=== CHALLENGE ===
Swap "safety vest" for "reflective jacket" throughout the entries below, leaving every other line and character unchanged.

(Data items)
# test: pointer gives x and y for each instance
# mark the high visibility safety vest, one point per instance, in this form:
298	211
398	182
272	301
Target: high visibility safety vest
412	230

=== TASK RESPONSE ===
# test: pointer gives x and y for each instance
# mark the high visibility reflective jacket, one point per instance, in this form:
298	211
398	182
272	301
Target: high visibility reflective jacket
412	230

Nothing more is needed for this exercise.